▶ STATED TASK: How many lines in the records below contain the string "opening", counting case-sensitively? Reply with the number only.

Named-object pointing records:
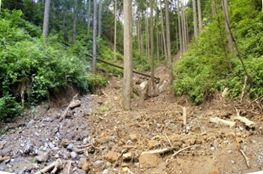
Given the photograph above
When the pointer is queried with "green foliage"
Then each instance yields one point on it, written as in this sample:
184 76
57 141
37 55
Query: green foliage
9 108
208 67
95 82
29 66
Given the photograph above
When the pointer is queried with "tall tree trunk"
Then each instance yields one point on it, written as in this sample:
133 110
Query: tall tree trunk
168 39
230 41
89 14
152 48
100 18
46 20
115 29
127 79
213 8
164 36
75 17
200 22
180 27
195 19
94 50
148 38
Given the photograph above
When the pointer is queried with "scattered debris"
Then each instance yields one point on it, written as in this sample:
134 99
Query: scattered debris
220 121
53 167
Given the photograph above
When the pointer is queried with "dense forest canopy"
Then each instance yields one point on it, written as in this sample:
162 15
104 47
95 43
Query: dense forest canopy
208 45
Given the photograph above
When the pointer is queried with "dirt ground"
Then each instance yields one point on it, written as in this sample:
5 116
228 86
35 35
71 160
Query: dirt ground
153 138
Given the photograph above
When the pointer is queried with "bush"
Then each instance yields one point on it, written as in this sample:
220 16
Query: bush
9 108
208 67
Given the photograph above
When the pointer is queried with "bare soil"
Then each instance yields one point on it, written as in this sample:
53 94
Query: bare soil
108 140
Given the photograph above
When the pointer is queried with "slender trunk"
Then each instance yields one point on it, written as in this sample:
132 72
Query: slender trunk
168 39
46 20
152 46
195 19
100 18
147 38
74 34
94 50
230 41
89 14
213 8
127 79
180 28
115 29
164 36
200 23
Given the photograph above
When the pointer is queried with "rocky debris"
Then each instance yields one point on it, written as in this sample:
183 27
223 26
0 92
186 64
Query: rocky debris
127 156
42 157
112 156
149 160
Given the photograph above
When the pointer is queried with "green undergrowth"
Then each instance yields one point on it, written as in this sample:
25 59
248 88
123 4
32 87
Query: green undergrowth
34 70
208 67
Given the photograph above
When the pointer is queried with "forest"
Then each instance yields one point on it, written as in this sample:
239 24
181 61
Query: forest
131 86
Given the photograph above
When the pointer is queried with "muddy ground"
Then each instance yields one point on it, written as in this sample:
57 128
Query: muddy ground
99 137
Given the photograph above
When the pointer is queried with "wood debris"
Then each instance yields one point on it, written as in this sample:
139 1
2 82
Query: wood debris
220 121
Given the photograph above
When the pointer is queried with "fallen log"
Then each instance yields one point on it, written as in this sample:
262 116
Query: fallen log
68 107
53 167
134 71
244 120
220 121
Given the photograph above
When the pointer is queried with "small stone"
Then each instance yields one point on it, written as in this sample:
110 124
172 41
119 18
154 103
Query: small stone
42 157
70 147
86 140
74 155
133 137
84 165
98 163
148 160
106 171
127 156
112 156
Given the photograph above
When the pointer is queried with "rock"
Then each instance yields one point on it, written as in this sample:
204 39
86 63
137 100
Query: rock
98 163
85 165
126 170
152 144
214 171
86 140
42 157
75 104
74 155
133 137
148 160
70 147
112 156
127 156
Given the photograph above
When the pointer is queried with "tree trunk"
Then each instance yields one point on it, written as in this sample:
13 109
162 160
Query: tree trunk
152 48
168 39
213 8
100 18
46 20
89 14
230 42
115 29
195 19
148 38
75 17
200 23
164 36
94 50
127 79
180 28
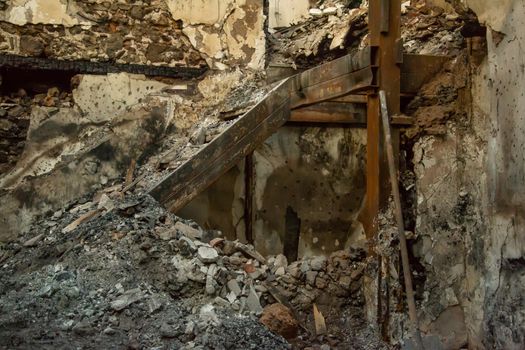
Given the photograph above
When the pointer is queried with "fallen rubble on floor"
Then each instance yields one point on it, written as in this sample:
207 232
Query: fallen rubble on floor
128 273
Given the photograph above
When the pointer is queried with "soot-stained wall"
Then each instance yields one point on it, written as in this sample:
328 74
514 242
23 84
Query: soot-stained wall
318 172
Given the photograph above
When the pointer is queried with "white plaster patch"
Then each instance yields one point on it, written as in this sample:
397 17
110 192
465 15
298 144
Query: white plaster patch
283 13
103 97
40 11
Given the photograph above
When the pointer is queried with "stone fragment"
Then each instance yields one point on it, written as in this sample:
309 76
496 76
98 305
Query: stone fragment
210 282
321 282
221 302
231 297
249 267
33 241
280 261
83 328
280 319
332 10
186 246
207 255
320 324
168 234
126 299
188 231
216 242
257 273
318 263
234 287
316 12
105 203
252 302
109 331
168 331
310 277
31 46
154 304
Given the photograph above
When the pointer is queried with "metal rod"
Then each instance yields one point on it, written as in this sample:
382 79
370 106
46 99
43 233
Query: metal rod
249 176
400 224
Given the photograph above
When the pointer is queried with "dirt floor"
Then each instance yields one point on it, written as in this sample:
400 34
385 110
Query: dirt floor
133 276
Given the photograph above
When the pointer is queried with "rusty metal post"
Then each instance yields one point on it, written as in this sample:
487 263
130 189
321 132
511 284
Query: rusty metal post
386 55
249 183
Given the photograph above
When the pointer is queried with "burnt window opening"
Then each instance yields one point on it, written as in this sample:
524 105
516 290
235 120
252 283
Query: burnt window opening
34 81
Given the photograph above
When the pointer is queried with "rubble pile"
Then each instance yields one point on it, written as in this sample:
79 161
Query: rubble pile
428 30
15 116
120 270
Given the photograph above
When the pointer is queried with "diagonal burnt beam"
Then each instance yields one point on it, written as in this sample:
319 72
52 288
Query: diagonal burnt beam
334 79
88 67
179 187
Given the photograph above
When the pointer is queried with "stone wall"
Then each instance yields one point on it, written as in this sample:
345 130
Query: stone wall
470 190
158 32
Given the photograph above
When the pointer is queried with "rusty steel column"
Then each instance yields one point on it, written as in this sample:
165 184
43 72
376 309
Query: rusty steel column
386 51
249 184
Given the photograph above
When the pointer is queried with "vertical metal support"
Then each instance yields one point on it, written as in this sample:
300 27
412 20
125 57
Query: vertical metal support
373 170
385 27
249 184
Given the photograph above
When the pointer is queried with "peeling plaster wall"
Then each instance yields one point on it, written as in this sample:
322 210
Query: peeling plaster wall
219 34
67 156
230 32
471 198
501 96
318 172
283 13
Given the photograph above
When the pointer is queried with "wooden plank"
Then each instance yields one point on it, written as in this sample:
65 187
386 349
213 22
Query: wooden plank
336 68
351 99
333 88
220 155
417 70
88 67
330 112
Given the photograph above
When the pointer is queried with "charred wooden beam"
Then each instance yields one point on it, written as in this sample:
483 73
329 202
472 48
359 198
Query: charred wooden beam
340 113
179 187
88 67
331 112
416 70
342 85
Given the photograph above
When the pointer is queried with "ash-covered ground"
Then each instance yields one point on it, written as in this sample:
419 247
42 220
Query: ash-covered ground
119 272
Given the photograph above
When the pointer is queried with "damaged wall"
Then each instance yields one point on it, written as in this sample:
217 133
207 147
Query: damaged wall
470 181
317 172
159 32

▶ FULL SOLUTION: 2